Our Weekend Reading logo

What caught my eye this week.

A fortnight ago I posted a couple of reader polls, asking you how often – and how – you checked up on your investment portfolio.

More than 2,600 of you voted! Thanks to everyone who did their click for England Monevator.

I promised to share the results. They might be especially interesting to those who check their portfolios less frequently.

(Because presumably you aren’t the sort to go back to the original article after a week to see how everyone else voted…)

How often is normal

The first big takeaway is that over half of Monevator readers (yes, who voted in this poll, statistic sticklers) check their portfolio at least once a week:

Indeed slightly more than 80% of us check our portfolios at least monthly!

This is a pretty incredible statistic. I’m hoping my co-blogger The Accumulator doesn’t read it, given how often he’s cautioned against fanatical portfolio monitoring.

Of course it’s reasonable to assume that regular Monevator readers are more engaged with their portfolios than most private investors. And also perhaps that the sort who will vote in a poll that’s of interest to investing nerds like us are also, well, investing nerds who are more likely to want to see how their portfolios are doing.

There’s no distinguishing between passive and naughty active investors here, either. Despite some friction at times, we do try to be a broad church.

Maybe most of Team Accumulator just smiled serenely on seeing the polls then glided down to the latest Guardian fancy house roundup in the weekly links?

Certainly my friends who invest completely passively (and where I’ve had something to do with it, which is how I know) typically have no idea what their portfolio is worth.

At least a couple have called me over the years to make sense of their platform’s online navigation. Up until then they’d mostly done everything by post!

Who does that now? To some extent the accessibility of our portfolios via the devices that surround us makes checking them regularly almost inevitable.

Check mate

If you had to phone up a person to ask for a snapshot – let alone wait for a reply in the mail – I doubt anyone would be checking anything very often.

But then again, I would never have invested so much and so young if it hadn’t been a hands-on experience. And I’m obviously an (over) engaged investor as a result who has achieved a measure of financial security pretty young as a result.

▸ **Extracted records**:
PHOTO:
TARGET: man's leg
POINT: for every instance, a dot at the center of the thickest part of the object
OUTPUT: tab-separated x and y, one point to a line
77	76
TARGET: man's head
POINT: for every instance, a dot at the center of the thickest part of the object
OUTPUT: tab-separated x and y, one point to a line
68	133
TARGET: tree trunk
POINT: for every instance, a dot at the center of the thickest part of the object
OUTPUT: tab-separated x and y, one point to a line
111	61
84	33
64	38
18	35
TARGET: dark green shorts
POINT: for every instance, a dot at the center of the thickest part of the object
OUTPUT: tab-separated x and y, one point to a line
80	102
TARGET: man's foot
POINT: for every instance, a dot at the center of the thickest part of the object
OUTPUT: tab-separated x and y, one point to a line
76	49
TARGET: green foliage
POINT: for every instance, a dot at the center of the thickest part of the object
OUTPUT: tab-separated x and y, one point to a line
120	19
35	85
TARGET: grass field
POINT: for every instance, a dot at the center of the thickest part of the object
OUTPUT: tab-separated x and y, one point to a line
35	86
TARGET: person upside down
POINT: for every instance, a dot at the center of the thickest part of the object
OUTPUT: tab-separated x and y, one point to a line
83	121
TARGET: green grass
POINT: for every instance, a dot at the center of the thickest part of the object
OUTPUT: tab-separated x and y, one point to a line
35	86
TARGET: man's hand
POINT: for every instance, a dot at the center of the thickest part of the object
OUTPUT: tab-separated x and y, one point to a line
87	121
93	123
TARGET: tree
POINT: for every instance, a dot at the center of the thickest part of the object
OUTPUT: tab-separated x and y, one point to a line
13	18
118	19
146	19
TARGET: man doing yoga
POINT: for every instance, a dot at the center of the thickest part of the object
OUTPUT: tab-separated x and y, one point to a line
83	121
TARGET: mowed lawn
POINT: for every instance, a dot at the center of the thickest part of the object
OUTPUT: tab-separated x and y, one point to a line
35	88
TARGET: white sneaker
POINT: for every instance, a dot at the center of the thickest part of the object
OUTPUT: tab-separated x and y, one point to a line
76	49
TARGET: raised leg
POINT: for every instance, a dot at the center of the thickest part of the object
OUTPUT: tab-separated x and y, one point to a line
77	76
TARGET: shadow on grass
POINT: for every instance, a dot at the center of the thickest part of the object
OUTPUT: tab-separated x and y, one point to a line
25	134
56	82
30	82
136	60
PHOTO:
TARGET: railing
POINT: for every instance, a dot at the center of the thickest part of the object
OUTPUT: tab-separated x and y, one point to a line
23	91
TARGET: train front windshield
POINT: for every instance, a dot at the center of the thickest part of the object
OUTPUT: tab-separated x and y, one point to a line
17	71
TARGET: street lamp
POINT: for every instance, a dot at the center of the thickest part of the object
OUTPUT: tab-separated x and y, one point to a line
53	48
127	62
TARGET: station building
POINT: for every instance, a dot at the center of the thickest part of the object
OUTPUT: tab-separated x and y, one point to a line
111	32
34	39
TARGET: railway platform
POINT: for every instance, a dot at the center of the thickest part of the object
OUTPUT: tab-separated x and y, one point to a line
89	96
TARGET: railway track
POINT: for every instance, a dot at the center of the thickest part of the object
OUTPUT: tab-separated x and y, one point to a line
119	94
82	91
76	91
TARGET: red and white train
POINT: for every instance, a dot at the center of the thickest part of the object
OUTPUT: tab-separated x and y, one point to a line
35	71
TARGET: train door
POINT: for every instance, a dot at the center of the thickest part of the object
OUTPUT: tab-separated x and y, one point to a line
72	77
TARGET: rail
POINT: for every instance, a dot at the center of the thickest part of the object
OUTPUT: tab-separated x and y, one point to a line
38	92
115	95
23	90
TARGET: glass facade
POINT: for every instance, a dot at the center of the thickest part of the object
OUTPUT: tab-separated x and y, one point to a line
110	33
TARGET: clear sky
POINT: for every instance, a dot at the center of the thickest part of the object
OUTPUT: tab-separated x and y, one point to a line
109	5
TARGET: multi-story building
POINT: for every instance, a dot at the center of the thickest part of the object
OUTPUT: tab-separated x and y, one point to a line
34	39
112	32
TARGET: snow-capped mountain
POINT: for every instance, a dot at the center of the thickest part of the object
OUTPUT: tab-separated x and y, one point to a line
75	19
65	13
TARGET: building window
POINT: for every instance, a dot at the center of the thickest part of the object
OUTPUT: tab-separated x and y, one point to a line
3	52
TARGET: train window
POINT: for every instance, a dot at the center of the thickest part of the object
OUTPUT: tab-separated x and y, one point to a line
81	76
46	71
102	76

▸ **Given task 1**:
Using the article on the portfolio-checking polls, answer each question briefly:
(a) How many readers voted in the polls?
(b) What share of voters check their portfolios at least monthly?
(c) How had the author's passive-investing friends mostly handled everything before calling for help with their platform's online navigation?
▸ **Given task 2**:
Translate this sentence from the article on the portfolio-checking polls into Spanish: "I promised to share the results."
▸ **Given task 3**:
Continue the article on the portfolio-checking polls from its final sentence.
The listing was taken from a separate source and is unrelated to the article.

▸ **Task result 1**:
(a) More than 2,600.
(b) Slightly more than 80%.
(c) By post.

▸ **Task result 2**:
Prometí compartir los resultados.

▸ **Task result 3**:
I’m sure I’ve invested more (and more often) because I check my portfolio at least daily. Indeed far more often at times, with it being so easily accessible via various sheets on my Google Drive net worth spreadsheet.

However I also do believe this has caused me more stress and hurt than even active investing had to. Particularly in a dire year like 2022 (dire at least for a naughty small cap / growth stock-leaning active investor like me.)

Tools of the trade(rs)

I am almost more surprised that so few of you use an automatically updated spreadsheet like I do. Our second poll suggests nearly 40% of you are trudging around the broker screens, which seems a faff to me:

One thing is clear – paper is indeed a dying medium for investors.

Meanwhile I’m impressed that c. 35 of you don’t track your portfolio at all. Is that because it’s size is so surplus to requirements or because you’re just getting started, I wonder?

It feels like one definition of being really rich: if you have to ask the price you’re not rich. Maybe it’s the same for sufficiently (eight-figure?) funded stashes.

I’ll let you know if I ever get there…

Portfolio monitoring pros and cons

It’s been a truism for as long as I’ve been blogging about personal finance that a largely hands-off approach to your portfolio will work best for most investors.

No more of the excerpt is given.